DATA SHOWN:
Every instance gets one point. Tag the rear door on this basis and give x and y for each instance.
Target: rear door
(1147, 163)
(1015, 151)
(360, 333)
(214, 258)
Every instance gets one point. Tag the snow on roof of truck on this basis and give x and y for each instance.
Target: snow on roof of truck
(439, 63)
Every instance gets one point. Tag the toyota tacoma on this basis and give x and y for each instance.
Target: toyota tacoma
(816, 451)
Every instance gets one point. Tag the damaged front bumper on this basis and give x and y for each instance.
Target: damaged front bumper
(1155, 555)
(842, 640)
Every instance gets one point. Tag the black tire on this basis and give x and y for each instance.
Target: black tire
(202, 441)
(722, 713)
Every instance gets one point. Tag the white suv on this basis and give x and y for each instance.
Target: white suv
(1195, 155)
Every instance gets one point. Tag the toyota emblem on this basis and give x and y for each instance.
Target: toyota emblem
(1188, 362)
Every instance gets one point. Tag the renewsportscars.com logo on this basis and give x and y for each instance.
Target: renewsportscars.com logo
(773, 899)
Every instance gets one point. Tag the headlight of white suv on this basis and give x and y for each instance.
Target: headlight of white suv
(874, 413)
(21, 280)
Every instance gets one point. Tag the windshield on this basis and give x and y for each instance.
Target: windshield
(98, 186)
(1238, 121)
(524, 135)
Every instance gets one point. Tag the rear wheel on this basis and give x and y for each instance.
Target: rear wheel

EXERCISE PROMPT: Each line above must be retyped exactly.

RESPONSE BELOW:
Every instance gets one point. Tag the rear door on this basis and give x and y for each instance.
Target: rear door
(1147, 163)
(1015, 151)
(360, 333)
(214, 258)
Every instance gets one point. Tag the snow on roof of truck on this basis and give x and y for each instance.
Target: snow on roof of truck
(439, 63)
Every instance gets one point. Tag the toyota tacoma on this basis and give x and y for each instance.
Target: toyota tacoma
(816, 451)
Every instance gets one point. Tag the damaged front bumper on this basis and give x and y for each instance.
Target: damaged front bumper
(1155, 555)
(842, 640)
Every instance gets one point. Tag the black tire on this basis and give x and y for each instance.
Target: black tire
(202, 441)
(722, 713)
Every instance gets one point. Tag the white suv on this basis and give x and y for each instance.
Target: white suv
(1195, 155)
Every instance gets one point. Tag the toyota emblem on this basis and give x and y for each instance.
Target: toyota emblem
(1188, 362)
Every instance gets one point. Tag the renewsportscars.com logo on this basis and give x and y for each instance.
Target: renewsportscars.com logo
(773, 899)
Every instance gets one point. Tag the headlight of white suv on this basis and give x and y for each instance.
Target: headlight of white suv
(874, 413)
(21, 280)
Every instance gets one point. Tag the windshield on this basis and give x and y for each instance.
Target: windshield
(98, 186)
(1238, 121)
(524, 135)
Every instance gets one point. Tag the rear wheel on this basis and give x and y for each instance.
Target: rear wheel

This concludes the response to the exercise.